LET ME TELL YOU WHERE I’VE
BEEN: NEW WRITING BY WOMEN
OF THE IRANIAN DIASPORA, Edited
by Persis M. Karim.
University of
Arkansas Press, 201 Ozark Ave., Fayetteville,
AK 72701, in association with the
Iran Heritage Foundation, 2006, 349
pages, $24.95 cloth.
Persis Karim’s second anthology of
women writers who are at once Iranian
and Western showcases an explosion of
women’s voices in every genre, a byproduct
of Iran’s conservative Islamist
revolution. This outpouring is reflected
in best-seller lists both in Iran and abroad;
according to Majid Eslami, editor of the
literary journal Haft, women writers have
become the avant-garde of Persian literature.
Karim presents both accomplished and
emerging writers thematically rather than
imposing a conventional organization by
genre. Her intention that the pieces, section
by section, sing together and engage
in...literary conversation is fully realized
with this method.

-- Records for this exercise --
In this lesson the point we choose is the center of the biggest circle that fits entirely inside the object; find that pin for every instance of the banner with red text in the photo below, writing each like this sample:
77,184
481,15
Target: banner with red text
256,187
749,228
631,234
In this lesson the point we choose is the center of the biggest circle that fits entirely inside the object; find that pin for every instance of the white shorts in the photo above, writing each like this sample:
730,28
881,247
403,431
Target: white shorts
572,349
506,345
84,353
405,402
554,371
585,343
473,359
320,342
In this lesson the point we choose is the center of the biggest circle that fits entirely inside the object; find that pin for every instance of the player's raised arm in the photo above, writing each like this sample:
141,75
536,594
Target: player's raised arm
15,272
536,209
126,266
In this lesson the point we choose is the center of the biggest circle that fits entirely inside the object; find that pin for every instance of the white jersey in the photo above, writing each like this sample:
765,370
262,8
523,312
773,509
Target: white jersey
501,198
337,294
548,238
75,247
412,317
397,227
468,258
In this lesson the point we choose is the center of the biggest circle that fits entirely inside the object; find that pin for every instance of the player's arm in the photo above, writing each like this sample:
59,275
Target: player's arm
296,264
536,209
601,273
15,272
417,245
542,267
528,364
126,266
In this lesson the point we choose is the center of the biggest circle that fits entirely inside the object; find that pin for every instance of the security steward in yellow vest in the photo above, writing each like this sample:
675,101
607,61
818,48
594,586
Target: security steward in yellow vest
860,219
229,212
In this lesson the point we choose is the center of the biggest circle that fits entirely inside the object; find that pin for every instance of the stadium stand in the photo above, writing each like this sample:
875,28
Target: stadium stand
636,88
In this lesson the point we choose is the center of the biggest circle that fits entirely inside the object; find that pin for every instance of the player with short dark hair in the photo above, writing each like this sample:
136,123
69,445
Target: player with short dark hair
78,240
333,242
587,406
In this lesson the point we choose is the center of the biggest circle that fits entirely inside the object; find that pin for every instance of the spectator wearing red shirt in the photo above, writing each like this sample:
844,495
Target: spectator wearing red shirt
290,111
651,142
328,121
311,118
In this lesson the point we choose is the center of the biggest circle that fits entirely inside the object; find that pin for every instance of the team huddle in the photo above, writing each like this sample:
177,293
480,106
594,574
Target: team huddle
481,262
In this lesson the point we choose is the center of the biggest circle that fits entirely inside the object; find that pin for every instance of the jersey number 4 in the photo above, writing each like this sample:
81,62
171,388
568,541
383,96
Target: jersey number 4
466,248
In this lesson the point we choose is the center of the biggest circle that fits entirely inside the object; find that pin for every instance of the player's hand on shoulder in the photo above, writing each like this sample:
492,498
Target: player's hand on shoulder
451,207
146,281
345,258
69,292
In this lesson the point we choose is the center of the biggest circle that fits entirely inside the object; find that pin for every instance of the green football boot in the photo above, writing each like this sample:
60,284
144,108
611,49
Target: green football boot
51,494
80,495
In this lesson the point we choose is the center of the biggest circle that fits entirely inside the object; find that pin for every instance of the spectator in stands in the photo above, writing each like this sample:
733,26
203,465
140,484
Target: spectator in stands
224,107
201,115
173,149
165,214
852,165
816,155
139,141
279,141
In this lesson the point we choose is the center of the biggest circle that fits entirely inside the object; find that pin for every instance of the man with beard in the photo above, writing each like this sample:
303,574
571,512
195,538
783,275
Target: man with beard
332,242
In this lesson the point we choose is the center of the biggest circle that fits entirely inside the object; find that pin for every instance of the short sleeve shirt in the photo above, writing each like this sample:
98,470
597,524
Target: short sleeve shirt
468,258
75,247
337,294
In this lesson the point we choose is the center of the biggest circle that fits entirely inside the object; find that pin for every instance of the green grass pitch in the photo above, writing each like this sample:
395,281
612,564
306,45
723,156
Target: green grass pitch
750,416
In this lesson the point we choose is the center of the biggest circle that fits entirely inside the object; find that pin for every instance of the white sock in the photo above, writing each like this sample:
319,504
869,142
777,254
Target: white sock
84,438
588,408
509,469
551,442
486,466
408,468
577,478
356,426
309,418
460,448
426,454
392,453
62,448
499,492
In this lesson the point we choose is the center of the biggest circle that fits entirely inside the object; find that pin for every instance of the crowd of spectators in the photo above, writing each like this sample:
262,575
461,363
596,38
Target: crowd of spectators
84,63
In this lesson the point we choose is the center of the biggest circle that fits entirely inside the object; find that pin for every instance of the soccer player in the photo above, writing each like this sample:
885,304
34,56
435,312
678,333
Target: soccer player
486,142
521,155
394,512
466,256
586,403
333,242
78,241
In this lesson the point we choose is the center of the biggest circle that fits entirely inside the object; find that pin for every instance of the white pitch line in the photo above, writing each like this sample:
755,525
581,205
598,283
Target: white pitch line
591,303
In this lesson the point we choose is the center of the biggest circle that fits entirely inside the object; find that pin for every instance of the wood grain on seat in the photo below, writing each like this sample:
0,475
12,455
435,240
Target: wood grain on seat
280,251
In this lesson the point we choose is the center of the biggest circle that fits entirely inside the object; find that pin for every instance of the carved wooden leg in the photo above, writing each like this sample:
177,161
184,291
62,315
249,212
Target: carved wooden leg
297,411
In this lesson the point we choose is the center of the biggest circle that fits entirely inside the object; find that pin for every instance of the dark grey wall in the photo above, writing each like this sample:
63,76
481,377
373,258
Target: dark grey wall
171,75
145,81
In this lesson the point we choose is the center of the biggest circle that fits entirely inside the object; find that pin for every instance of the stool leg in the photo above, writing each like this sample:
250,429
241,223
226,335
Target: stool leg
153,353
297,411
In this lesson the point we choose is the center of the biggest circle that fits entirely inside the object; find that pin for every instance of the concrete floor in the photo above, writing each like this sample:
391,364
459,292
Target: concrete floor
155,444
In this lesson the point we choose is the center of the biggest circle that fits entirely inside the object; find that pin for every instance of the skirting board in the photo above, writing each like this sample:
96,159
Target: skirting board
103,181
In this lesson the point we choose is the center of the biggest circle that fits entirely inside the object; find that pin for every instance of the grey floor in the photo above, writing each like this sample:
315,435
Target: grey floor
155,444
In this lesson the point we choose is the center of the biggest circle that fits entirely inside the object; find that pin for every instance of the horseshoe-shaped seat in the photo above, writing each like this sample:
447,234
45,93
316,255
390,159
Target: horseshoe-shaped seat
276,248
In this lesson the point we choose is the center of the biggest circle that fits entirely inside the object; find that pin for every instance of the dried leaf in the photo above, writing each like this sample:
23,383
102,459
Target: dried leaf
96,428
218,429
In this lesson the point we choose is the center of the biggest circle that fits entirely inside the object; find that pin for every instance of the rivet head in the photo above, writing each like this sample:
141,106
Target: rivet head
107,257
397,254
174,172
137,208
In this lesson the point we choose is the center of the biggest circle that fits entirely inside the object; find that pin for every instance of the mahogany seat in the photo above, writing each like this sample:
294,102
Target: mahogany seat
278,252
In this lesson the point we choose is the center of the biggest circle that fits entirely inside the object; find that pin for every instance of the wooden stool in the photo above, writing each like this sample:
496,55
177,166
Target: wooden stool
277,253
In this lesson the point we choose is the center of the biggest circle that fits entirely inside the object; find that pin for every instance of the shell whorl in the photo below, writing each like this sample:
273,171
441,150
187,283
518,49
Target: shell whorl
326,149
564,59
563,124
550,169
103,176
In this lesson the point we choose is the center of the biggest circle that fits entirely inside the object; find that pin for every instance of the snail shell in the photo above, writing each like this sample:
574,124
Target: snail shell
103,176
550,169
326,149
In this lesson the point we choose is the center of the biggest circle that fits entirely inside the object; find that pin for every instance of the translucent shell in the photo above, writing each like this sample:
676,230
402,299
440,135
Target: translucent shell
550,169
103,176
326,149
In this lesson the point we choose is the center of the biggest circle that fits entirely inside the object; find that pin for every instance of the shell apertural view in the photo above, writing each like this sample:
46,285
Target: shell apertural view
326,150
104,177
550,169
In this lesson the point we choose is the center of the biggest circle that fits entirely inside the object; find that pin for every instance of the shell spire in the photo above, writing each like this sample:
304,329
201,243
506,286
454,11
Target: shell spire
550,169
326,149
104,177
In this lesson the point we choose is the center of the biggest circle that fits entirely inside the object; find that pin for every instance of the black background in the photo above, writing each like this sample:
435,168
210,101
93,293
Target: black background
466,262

-- Exercises to complete --
1. Edit the book review by replacing "conventional" with "traditional", giving the passage that starts at "Karim presents both" and ends at "with this method.".
2. Render the rows as a Markdown table with the columns Number and Record line, starting at the line that contains "the shell apertural" and ending at the last line of the rows, leaving out any blank lines.

-- Outputs by task --
1.
Karim presents both accomplished and
emerging writers thematically rather than
imposing a traditional organization by
genre. Her intention that the pieces, section
by section, sing together and engage
in...literary conversation is fully realized
with this method.

2.
| Number | Record line |
|---|---|
| 1 | In this lesson the point we choose is the center of the biggest circle that fits entirely inside the object; find that pin for every instance of the shell apertural view in the photo above, writing each like this sample: |
| 2 | 46,285 |
| 3 | Target: shell apertural view |
| 4 | 326,150 |
| 5 | 104,177 |
| 6 | 550,169 |
| 7 | In this lesson the point we choose is the center of the biggest circle that fits entirely inside the object; find that pin for every instance of the shell spire in the photo above, writing each like this sample: |
| 8 | 304,329 |
| 9 | 201,243 |
| 10 | 506,286 |
| 11 | 454,11 |
| 12 | Target: shell spire |
| 13 | 550,169 |
| 14 | 326,149 |
| 15 | 104,177 |
| 16 | In this lesson the point we choose is the center of the biggest circle that fits entirely inside the object; find that pin for every instance of the black background in the photo above, writing each like this sample: |
| 17 | 435,168 |
| 18 | 210,101 |
| 19 | 93,293 |
| 20 | Target: black background |
| 21 | 466,262 |